Task instructions >>
Return all lines in the data where the string "below" can be found.

Referring expression data >>
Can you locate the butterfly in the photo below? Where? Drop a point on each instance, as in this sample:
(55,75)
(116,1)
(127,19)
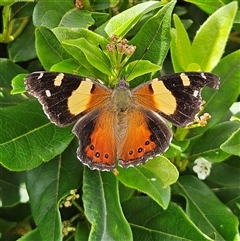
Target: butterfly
(120,124)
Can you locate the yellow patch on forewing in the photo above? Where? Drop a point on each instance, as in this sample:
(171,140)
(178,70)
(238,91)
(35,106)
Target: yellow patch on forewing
(163,98)
(185,79)
(80,98)
(58,79)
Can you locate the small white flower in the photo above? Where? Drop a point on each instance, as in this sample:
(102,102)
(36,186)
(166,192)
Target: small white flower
(203,168)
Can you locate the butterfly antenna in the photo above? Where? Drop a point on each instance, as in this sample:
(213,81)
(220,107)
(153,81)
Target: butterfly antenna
(145,51)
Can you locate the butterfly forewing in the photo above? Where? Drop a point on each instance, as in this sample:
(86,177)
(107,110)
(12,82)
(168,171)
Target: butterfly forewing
(176,97)
(120,123)
(65,97)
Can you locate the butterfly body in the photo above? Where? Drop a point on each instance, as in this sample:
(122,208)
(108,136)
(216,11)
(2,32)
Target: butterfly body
(120,124)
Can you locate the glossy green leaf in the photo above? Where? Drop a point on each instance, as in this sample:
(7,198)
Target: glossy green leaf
(156,35)
(205,210)
(13,190)
(232,145)
(77,19)
(181,49)
(49,14)
(227,189)
(138,68)
(150,222)
(18,84)
(64,33)
(33,235)
(93,54)
(71,66)
(207,6)
(6,75)
(152,178)
(23,48)
(208,145)
(82,231)
(209,42)
(102,207)
(8,70)
(73,48)
(230,173)
(57,178)
(49,50)
(123,22)
(28,138)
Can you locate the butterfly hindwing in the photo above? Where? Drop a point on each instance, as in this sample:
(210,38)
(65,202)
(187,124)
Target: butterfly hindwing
(176,97)
(65,97)
(151,135)
(97,143)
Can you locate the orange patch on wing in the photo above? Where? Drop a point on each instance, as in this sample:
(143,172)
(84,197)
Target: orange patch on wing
(87,97)
(102,146)
(137,141)
(157,97)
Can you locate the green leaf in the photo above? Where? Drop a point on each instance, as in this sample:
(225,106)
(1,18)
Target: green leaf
(181,49)
(53,179)
(207,6)
(6,75)
(8,70)
(18,85)
(49,50)
(71,66)
(230,173)
(49,14)
(29,137)
(219,102)
(23,47)
(232,145)
(93,54)
(150,222)
(82,231)
(156,35)
(63,33)
(138,68)
(208,145)
(33,235)
(205,210)
(152,178)
(211,38)
(12,185)
(123,22)
(102,207)
(77,19)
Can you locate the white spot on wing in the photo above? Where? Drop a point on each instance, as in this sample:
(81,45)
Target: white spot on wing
(40,75)
(195,93)
(203,76)
(185,79)
(48,93)
(58,79)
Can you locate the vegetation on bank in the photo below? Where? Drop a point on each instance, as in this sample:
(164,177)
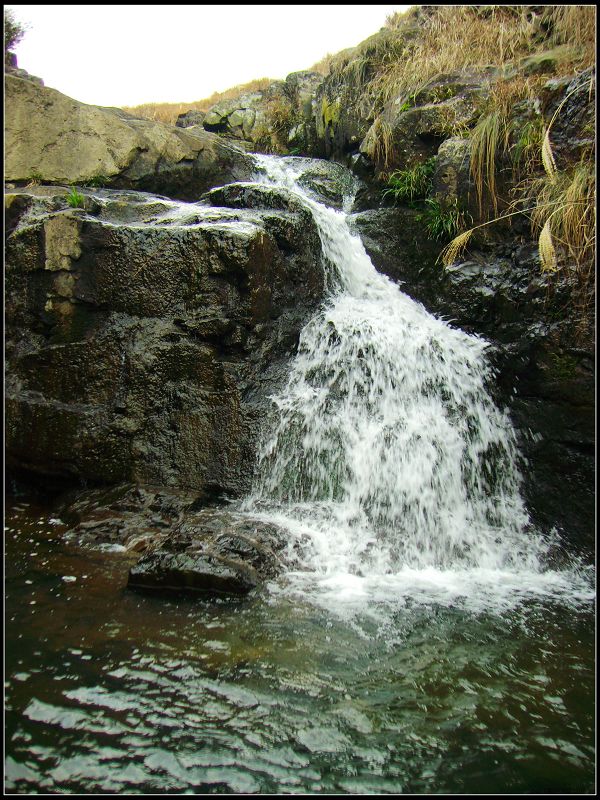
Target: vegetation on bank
(168,112)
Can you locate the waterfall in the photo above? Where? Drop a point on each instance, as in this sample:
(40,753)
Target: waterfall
(387,457)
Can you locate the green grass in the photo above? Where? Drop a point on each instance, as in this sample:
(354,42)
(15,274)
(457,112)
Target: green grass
(443,221)
(411,184)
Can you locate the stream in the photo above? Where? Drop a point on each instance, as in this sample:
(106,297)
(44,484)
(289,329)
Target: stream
(434,642)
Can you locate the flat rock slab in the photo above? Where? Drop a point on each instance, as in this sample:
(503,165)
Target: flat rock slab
(213,551)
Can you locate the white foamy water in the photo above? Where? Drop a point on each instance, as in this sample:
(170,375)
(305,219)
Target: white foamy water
(387,460)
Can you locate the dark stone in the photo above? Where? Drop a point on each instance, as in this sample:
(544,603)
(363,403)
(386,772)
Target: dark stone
(144,346)
(190,118)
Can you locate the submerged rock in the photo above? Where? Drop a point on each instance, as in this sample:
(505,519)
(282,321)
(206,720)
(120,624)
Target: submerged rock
(213,552)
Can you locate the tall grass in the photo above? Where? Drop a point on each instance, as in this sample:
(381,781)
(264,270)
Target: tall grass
(455,38)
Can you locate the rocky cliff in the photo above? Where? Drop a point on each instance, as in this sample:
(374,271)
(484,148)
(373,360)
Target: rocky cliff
(150,313)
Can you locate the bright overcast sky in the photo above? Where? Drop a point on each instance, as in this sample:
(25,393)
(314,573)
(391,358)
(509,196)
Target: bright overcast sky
(127,55)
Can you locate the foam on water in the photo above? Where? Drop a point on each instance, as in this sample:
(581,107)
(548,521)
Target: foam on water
(387,460)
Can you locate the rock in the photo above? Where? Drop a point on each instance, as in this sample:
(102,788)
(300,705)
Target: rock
(413,134)
(190,118)
(212,551)
(77,143)
(544,376)
(452,180)
(187,572)
(144,337)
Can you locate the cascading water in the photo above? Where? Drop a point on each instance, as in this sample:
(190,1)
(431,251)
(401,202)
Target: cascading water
(388,461)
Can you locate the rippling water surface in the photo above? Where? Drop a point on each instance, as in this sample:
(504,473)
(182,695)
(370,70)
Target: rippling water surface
(112,691)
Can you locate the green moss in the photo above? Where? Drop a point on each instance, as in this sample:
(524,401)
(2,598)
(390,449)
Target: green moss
(330,112)
(562,366)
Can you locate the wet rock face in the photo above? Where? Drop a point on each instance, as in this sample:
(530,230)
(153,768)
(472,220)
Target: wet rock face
(544,375)
(144,336)
(182,547)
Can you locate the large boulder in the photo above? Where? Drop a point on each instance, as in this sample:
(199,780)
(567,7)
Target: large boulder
(179,545)
(144,336)
(74,143)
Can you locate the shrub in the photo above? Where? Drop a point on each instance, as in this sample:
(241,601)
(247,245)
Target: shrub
(13,31)
(411,184)
(444,220)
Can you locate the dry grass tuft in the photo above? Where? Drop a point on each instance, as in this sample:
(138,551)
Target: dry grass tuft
(168,112)
(455,38)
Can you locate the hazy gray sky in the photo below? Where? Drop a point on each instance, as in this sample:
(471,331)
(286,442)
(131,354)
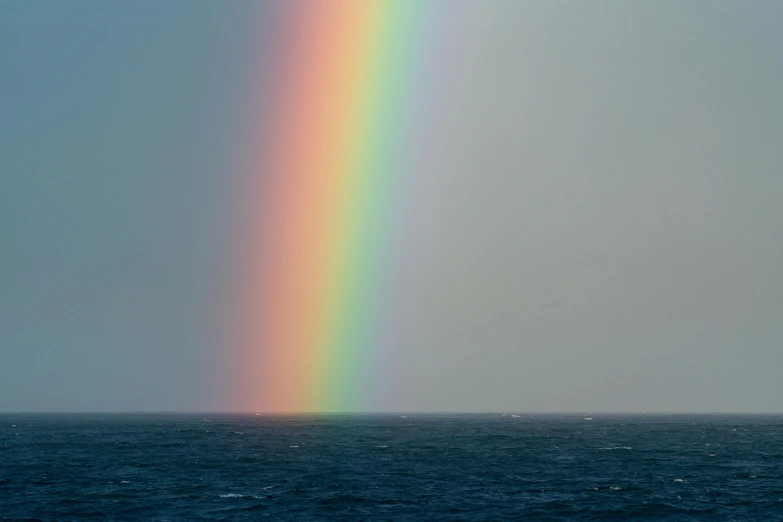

Your response >>
Can you locate the butterfly in the photo below? Where? Drop a point on each instance, as in this sample:
Can you locate the vegetation on bank in the photo below? Where? Drop a point on each instance, as in this sample:
Can you locate the hazy gray sky in the photo below? Where? Drop a point on each instance, as in this sample:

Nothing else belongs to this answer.